- **Entries from a point annotation set**:
-- -- --
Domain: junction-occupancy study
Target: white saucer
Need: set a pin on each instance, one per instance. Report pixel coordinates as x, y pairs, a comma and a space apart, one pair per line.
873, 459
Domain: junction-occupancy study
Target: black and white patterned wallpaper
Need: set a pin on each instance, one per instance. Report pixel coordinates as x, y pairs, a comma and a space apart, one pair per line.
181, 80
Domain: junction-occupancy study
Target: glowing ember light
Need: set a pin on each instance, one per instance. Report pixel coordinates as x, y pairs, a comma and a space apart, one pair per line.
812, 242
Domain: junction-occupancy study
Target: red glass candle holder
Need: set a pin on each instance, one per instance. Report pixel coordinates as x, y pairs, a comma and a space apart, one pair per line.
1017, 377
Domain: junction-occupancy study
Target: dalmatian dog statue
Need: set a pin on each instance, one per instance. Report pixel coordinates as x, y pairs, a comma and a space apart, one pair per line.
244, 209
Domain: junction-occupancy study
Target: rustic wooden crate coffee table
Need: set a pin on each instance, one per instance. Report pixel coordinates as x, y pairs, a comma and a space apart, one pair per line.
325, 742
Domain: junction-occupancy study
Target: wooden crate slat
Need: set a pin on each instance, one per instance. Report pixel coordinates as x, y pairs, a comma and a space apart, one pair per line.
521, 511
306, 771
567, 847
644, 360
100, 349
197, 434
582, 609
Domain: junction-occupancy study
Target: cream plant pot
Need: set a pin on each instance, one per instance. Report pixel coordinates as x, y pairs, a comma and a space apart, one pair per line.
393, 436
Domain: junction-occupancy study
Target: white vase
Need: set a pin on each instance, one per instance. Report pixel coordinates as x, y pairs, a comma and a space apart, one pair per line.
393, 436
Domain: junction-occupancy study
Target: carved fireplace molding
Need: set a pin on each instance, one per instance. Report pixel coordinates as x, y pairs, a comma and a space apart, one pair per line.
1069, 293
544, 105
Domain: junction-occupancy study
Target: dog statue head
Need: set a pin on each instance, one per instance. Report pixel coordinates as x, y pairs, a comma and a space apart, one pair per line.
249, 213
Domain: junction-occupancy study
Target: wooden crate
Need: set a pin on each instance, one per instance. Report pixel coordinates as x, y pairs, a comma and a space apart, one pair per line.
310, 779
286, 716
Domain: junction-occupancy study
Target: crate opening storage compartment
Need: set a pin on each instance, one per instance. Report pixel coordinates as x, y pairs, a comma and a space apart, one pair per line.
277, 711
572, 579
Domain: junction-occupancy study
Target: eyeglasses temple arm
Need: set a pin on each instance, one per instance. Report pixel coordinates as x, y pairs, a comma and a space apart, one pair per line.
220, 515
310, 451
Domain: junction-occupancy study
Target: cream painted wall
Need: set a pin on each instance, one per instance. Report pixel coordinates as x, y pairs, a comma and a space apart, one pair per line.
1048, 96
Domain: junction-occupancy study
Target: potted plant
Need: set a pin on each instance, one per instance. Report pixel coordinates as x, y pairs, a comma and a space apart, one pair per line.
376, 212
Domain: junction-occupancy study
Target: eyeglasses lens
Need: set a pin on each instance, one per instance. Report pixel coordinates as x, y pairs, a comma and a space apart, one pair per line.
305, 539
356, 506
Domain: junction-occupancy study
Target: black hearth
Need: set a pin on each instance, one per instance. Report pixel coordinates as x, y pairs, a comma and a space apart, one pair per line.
-- -- --
- **Directions**: Set down the listing in full, keeping every word exactly as it is.

- **Response to this exercise**:
Domain: junction-occupancy study
Target: white saucer
Need: set a pin on each instance, one per instance. Report pixel coordinates as x, y pairs, a comma and a space apart, one pair per line.
873, 459
Domain: junction-occupancy study
Target: black and white patterned wallpaper
Need: set a pin on each instance, one per instance. Report pixel coordinates as x, y pairs, a comma and a space apart, one pair per line.
181, 80
Domain: junction-occupancy study
Target: glowing ember light
Need: set a pin on each instance, one per instance. Report pixel coordinates as x, y pairs, a comma and a space apart, one pair per line.
812, 242
Domain: junction-occupancy study
Target: red glass candle holder
Need: set a pin on each instance, one per instance. Report pixel coordinates as x, y pairs, a comma and a space apart, one pair per line.
1017, 377
Domain: junction-occupancy study
Target: dalmatian dog statue
Need: set a pin on each instance, one per instance. Report pixel coordinates as x, y pairs, a comma and a space apart, one pair per line.
244, 209
Domain: junction-occupancy study
Target: rustic wooden crate coffee table
Need: set a pin on each instance, one per instance. Report pixel coordinates as x, y pairs, a comma and a space apart, one pair per line.
325, 742
Domain: junction-occupancy study
Target: wooden crate slat
Need: set a pin on each instance, one per instance. Report pixel coordinates as x, y pairs, a comma and a space apart, one pair per line.
521, 511
306, 771
567, 847
644, 360
100, 349
197, 434
582, 609
Domain: junction-occupancy study
Target: cream plant pot
Need: set a pin on each instance, one per instance. Report pixel coordinates as x, y pairs, a comma and a space apart, one pair per line.
393, 436
Domain: junction-occupancy study
Target: white vase
Need: set a pin on each instance, one per instance. Report pixel coordinates as x, y pairs, a comma and a space apart, one pair per line.
393, 436
Domain: junction-occupancy study
Target: carved fireplace molding
Need: set a pin on each instance, one per instance. Report pixel coordinates as x, y pairs, a comma and a space apart, one pair per line.
1069, 293
544, 105
Domain: junction-occupancy study
Target: dog statue head
Need: set a pin on each instance, one per instance. Report pixel coordinates as x, y pairs, a comma and a space apart, one pair per line.
249, 213
Domain: junction-occupancy study
Target: wooden crate
Need: set a pin on each instance, one per instance. Report pixel coordinates as x, y pairs, a comma and a space apart, one pair per line.
310, 779
286, 716
Domain: junction-occupancy study
Target: crate opening storage compartment
Need: set a pin on each instance, one per instance. Report pixel coordinates as x, y pairs, a comma and a space apart, one pair per line.
277, 711
572, 579
Domain: junction-occupancy study
Target: eyeglasses temple arm
Need: set a pin on each instance, one per instance. Report pixel coordinates as x, y pairs, a comma and a space apart, one pair per line.
220, 515
310, 451
Domain: junction-occupancy study
Target: cream painted wall
Need: set a pin on each instance, one per instance. Report pixel coordinates as x, y pairs, a comma and a space apart, one pair per line.
1048, 96
Domain: junction-occupancy study
Target: potted plant
Need: set a pin on each instance, one per instance. Report pixel coordinates as x, y pairs, a comma and a space apart, one pair per line.
376, 212
Domain: junction-occupancy study
Target: eyeglasses lens
Need: set a pin on each instance, one per instance. Report pixel coordinates as x, y pairs, a comma and a space apart, one pair per line.
305, 539
356, 506
Domain: junction-occupancy study
Target: black hearth
Need: set a pin on each instance, one per instance. Report pixel coordinates as x, y pairs, a comma and a space apart, one pair per line.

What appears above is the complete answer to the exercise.